#### Work request:
Which lines of the entries contain the word "necktie"? Please list them.
┌─ Record extracts
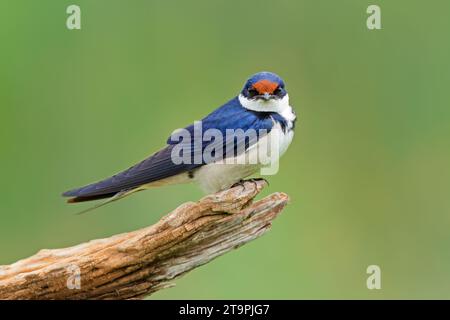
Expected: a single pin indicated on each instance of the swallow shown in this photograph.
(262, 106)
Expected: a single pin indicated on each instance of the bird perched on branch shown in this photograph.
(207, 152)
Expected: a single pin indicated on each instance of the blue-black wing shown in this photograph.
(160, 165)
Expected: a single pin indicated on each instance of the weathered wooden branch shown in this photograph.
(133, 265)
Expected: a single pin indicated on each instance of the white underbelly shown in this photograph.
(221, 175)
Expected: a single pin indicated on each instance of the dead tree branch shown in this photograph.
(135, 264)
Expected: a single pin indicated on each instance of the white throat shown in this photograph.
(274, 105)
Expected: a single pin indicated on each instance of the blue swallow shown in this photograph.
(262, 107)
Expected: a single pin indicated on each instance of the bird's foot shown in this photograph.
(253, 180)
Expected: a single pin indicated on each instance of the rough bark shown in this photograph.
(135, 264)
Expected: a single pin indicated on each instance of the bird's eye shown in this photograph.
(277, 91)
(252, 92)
└─
┌─ Record extracts
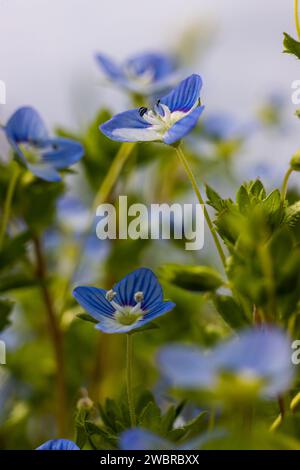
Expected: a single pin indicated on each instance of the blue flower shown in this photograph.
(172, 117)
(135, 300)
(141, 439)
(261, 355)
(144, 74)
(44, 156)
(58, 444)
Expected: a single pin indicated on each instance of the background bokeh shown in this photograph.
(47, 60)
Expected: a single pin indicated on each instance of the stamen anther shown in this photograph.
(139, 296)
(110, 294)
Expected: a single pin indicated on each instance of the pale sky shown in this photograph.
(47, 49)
└─
┌─ Record extracts
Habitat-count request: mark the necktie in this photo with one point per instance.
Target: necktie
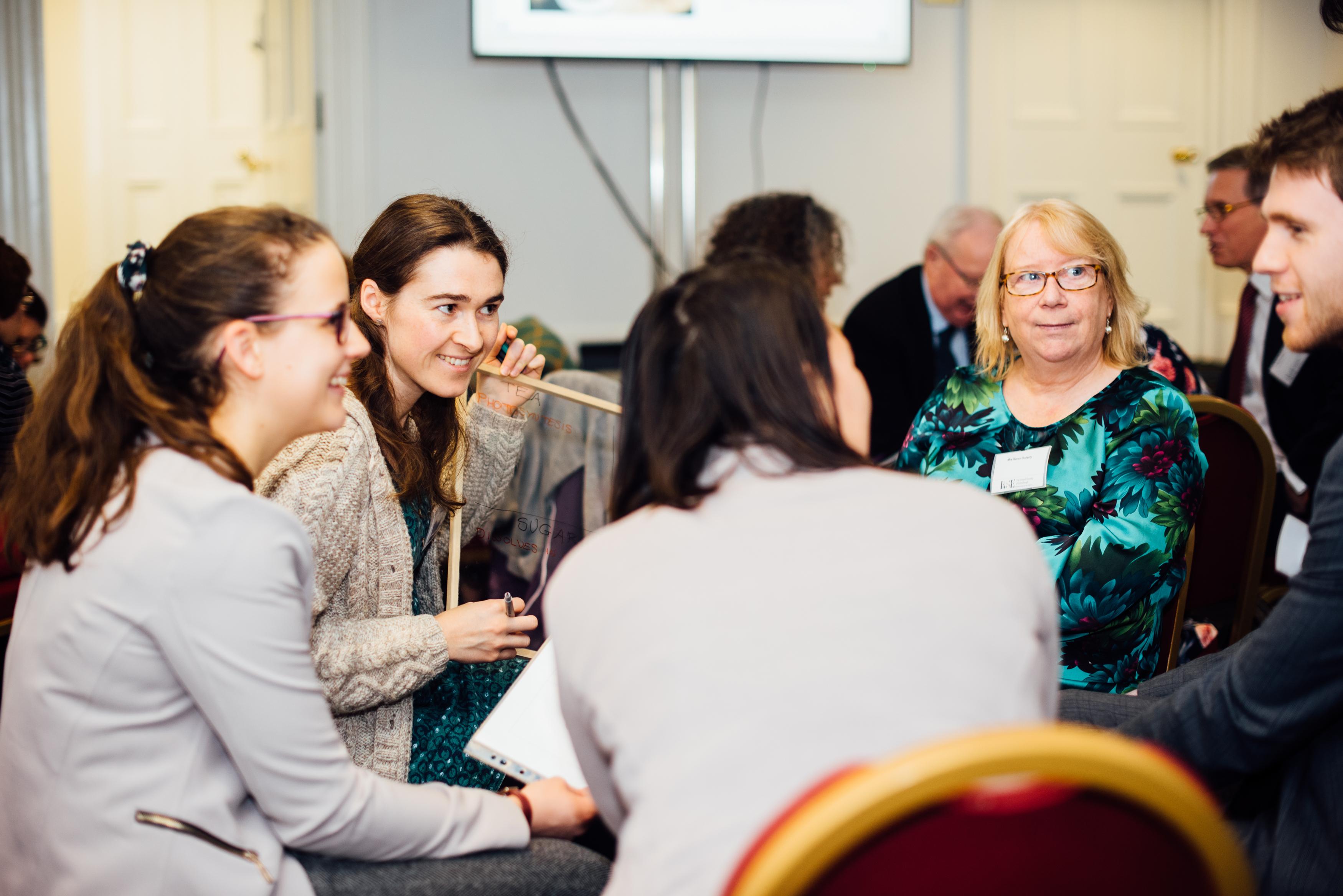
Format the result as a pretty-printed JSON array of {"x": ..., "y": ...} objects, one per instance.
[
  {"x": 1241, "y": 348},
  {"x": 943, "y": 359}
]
└─
#### Exercise solution:
Habitat-count request: mark the necktie in this photo with one point per instance.
Target: necktie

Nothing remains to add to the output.